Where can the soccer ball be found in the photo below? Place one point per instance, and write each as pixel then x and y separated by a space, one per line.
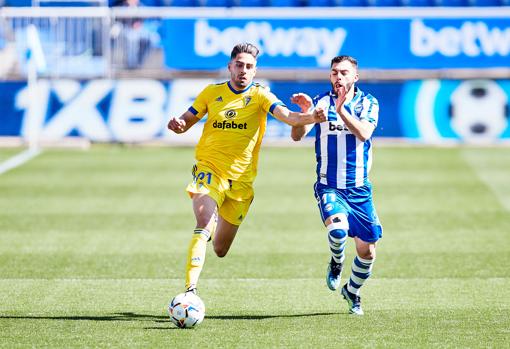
pixel 186 310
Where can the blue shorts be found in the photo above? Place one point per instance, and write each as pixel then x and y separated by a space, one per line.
pixel 356 204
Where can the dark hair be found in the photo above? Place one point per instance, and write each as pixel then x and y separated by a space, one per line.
pixel 244 48
pixel 339 59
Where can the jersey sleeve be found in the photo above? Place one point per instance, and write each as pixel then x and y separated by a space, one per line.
pixel 199 106
pixel 370 110
pixel 268 100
:::::
#### Work request
Reproduce every entry above exactly, and omit the pictures.

#### Written response
Where can the soccer ball be found in the photo below? Place one point per instance, and write each as pixel then x and y separated by a space, one per line.
pixel 186 310
Where can the blue shorts be found in the photo above? Place one point per instance, and write each as pixel then x and y separated by a space, one per line.
pixel 356 204
Where can the dark hair be found in the photo above? Place one point per instance, and write each as pixel then x and y separated by a space, one per line.
pixel 244 48
pixel 339 59
Where can the jersey sleeve be found in the photo above? Place one point per instance, and write each as pixel then x and y separated by a space, one per line.
pixel 199 106
pixel 370 110
pixel 268 100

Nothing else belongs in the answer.